[LA CONSIGNE]
Pouvez-vous redonner intégralement les lignes comprises entre celle qui contient "Could you point out the overcast" et la fin des données, bornes incluses, en redimensionnant chaque coordonnée par un facteur 1,15 puis en l'arrondissant à l'entier le plus proche (les demis vers le haut) ?

--------------------

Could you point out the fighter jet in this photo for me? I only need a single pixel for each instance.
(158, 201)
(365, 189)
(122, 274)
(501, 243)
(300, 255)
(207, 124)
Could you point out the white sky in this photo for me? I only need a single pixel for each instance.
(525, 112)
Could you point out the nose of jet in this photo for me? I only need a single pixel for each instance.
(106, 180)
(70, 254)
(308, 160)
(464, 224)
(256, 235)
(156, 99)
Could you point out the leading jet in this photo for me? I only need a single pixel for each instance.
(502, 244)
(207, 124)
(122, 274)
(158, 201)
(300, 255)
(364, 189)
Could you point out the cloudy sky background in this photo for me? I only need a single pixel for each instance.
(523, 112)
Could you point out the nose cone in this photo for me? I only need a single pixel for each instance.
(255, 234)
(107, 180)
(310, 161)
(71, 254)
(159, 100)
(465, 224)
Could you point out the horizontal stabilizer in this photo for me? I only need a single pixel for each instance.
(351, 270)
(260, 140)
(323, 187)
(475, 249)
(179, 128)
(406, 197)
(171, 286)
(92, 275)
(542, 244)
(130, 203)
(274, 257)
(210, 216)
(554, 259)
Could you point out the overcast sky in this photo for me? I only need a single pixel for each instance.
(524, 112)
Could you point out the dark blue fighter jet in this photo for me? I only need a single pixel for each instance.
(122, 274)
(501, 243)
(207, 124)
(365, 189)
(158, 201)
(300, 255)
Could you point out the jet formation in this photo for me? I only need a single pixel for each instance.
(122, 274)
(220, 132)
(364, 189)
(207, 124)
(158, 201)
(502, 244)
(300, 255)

--------------------

[RÉPONSE]
Could you point out the overcast sky in this photo for me? I only need a single pixel for each instance.
(603, 129)
Could you point out the dark blue fighter jet in this photo for me? I only need a single pixel for each instance.
(140, 315)
(576, 279)
(238, 143)
(420, 217)
(182, 231)
(345, 293)
Could you point out the jet formation in this photo for me? I only need a single pixel for each instance.
(140, 315)
(253, 152)
(419, 217)
(238, 143)
(182, 231)
(577, 281)
(345, 293)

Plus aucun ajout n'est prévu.